• [READING PASSAGE]:

######

January 30th, 2014 No comments

Here’s a quick comparison of 3 different “low cost” temperature sensors:

This is how accurate they each claim to be:

Model Accuracy in °C Accuracy in °F
TMP36 ±2.00°C ±3.6°F
Thermistor ±0.45°C ±0.8°F
DHT22 ±0.50°C ±0.9°F

All the data below was collected with a BeagleBone Black which has a 12-bit ADC. The 10K thermistor was hooked up in a voltage divider configuration with a 1% 10K resistor. The DHT22 uses a thermistor inside as well, but has a digital output. Readings were taken every 3s over a 2 hour period.

The sensors are all positioned within 1/4″ of each other. The slow temperature drifts are from the house cooling and the furnace heating it back up.



I used a running average filter with a window of 10 samples to clean up the noise a bit and these are the results.

Temperature - 30s running average

Temperature – 30s running average

Finally, taking the 10K thermistor as ground truth, these are the differences observed. The TMP36 is consistently about 2°F lower than the thermistor, and the DHT22 is roughly 1°F higher even though it’s also using a thermistor inside. I don’t know how accurate the ADC inside the DHT22 is, so that might explain some of the difference.

######

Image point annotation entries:
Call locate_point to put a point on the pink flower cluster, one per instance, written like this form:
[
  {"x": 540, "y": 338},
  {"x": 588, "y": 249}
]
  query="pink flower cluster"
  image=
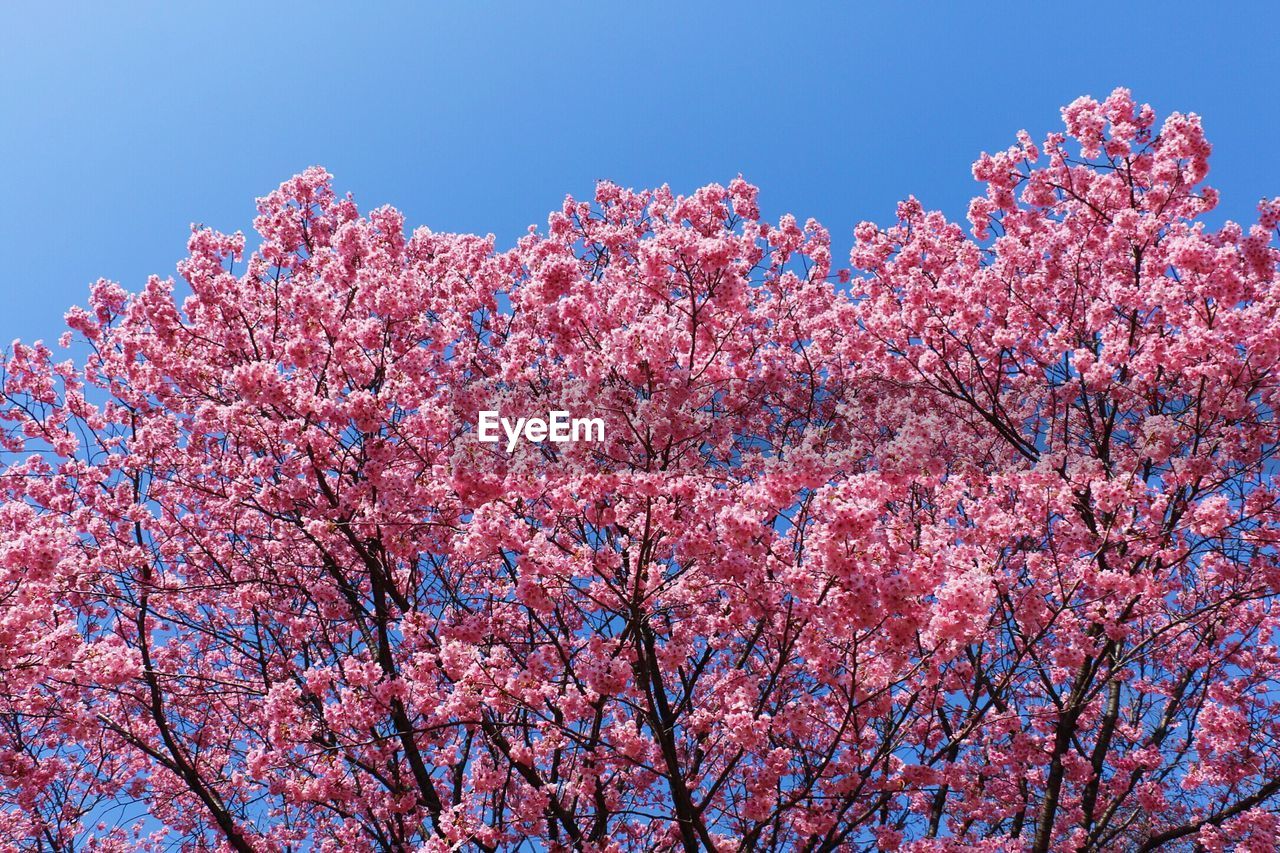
[{"x": 972, "y": 547}]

######

According to the temperature sensor comparison, how often were readings taken, and over what period?

Every 3 seconds over a 2-hour period.